# Rows from an object pointing dataset:
-------

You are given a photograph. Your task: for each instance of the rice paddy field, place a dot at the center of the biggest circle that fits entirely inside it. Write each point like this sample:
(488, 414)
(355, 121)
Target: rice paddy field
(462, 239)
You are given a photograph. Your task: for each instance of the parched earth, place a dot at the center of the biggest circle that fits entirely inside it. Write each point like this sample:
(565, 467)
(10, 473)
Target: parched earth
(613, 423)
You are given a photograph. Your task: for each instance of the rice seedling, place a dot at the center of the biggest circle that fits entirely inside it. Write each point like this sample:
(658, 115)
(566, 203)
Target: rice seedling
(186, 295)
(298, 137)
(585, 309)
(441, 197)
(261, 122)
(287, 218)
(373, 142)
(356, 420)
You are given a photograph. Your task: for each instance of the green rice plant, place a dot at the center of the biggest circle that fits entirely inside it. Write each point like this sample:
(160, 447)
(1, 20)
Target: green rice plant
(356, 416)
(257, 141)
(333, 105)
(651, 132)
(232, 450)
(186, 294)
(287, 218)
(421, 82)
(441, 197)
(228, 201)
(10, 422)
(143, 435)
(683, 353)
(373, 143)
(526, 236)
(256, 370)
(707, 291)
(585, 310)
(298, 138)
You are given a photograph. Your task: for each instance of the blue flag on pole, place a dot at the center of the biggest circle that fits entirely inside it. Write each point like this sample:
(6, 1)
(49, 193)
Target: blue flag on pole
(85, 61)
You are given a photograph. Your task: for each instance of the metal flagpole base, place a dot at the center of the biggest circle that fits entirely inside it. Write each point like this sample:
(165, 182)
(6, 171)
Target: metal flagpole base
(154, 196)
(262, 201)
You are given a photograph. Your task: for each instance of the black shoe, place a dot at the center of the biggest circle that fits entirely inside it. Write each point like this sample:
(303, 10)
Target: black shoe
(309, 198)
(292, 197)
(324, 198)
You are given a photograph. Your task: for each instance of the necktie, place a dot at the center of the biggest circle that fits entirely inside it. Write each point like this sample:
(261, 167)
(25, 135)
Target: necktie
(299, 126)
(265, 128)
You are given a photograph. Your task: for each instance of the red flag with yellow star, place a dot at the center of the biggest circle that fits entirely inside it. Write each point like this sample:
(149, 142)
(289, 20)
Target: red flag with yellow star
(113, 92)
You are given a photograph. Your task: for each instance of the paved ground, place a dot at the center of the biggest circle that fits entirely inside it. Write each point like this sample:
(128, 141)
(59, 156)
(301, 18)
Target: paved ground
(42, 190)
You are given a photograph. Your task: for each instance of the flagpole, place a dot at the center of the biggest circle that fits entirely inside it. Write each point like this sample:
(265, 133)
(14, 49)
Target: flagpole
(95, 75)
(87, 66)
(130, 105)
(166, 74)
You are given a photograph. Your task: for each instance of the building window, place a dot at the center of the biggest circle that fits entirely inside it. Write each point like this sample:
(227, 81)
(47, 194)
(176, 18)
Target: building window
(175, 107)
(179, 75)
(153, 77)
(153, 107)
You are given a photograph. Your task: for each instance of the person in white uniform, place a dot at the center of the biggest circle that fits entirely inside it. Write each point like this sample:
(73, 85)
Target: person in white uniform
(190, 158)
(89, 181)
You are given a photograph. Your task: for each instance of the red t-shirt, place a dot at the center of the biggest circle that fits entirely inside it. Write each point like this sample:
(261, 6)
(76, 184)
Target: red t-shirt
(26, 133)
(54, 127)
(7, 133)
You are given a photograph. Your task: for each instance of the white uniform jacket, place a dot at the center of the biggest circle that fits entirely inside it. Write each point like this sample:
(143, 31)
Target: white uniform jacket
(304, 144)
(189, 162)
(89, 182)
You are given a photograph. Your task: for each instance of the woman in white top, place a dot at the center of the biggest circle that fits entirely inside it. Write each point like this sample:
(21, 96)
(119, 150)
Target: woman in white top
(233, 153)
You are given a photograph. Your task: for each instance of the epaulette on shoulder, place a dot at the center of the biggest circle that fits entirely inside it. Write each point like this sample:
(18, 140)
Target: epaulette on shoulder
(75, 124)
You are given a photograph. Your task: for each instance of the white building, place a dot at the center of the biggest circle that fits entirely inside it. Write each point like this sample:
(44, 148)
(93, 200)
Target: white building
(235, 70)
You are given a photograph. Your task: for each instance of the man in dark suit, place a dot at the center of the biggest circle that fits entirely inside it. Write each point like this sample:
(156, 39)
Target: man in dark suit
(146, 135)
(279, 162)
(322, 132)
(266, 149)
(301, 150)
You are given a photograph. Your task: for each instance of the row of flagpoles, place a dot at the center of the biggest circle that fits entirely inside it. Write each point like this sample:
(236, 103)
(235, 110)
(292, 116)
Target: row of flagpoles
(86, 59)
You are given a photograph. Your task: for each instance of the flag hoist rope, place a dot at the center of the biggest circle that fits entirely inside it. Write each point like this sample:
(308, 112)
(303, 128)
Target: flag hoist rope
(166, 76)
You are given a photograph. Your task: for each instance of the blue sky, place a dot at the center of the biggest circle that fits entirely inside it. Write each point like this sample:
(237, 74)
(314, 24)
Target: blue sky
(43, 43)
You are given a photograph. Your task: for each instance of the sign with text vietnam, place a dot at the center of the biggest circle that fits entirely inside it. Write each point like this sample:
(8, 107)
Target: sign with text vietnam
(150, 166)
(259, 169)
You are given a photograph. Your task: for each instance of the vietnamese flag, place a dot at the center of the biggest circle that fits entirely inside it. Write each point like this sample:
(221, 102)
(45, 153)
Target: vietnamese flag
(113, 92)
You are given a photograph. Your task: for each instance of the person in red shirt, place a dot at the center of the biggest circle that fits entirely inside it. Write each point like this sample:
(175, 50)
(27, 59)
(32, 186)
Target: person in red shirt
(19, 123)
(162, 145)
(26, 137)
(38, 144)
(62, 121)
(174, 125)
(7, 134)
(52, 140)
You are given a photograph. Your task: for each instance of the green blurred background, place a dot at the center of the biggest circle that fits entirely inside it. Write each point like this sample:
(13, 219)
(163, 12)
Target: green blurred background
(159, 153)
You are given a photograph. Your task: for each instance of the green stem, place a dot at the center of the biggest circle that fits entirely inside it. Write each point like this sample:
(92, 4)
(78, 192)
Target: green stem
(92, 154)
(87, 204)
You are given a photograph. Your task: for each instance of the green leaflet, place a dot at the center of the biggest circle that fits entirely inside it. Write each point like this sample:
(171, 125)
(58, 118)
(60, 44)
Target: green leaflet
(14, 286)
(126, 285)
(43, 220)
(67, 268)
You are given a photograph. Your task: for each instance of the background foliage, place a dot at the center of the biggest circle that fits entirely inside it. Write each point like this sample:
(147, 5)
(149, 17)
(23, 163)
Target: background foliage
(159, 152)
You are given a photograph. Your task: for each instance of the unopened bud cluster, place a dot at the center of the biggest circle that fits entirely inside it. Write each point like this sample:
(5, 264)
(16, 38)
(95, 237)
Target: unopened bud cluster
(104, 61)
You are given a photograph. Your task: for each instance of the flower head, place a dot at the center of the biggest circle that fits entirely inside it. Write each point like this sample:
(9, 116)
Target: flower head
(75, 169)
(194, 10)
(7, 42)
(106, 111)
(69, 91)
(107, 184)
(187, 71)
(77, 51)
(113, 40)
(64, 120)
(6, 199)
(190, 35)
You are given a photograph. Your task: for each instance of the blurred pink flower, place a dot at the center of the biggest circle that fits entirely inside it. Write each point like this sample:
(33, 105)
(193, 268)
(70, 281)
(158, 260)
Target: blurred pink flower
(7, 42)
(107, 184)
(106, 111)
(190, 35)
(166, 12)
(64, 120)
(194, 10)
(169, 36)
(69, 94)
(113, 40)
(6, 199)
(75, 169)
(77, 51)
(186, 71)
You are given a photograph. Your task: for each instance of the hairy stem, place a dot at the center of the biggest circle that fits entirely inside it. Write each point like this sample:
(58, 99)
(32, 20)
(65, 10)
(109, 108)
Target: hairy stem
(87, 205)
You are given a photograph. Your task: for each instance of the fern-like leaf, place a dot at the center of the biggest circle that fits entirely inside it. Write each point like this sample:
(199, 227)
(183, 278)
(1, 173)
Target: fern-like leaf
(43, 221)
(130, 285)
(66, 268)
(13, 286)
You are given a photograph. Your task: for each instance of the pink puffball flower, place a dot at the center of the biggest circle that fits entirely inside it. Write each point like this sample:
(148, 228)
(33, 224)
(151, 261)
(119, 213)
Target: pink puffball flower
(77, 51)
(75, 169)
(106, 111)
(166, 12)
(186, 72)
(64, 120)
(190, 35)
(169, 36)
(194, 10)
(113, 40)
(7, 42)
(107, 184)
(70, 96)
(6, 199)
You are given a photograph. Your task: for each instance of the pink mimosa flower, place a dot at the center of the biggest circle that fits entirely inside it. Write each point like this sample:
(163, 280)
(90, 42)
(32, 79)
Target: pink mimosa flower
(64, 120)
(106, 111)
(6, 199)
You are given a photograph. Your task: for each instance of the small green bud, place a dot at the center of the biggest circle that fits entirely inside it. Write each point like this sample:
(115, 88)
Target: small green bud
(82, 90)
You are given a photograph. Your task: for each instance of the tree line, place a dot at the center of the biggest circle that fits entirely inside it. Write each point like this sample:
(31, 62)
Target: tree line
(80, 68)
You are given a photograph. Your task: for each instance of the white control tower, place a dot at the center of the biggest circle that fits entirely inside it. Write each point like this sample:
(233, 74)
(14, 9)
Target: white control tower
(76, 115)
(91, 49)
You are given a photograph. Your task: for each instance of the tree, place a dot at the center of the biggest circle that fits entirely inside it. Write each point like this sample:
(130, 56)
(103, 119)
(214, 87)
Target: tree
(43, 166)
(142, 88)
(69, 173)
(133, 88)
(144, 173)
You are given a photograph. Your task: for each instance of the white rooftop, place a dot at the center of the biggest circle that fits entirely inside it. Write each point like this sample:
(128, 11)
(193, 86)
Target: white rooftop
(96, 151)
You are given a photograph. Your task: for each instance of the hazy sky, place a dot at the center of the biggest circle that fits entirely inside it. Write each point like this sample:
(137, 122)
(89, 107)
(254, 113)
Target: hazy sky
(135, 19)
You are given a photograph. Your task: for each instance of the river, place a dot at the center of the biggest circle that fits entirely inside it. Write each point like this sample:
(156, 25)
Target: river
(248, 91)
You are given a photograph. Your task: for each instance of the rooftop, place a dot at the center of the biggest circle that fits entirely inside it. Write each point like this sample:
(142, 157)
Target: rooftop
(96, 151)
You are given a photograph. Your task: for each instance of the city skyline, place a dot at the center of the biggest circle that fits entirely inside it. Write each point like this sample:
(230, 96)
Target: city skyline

-------

# WHAT YOU WILL DO:
Starting at the line of the listing that contains "of the city" and continuing through the end of the listing, swap "city skyline" for "downtown skyline" and reproduce those lines otherwise unchanged.

# SOLVED PROBLEM:
You are given a photograph. Your task: for each instance of the downtown skyline, place a dot at the center of the biggest circle that fits entirely inside it. Write each point like this sample:
(230, 96)
Target: downtown skyline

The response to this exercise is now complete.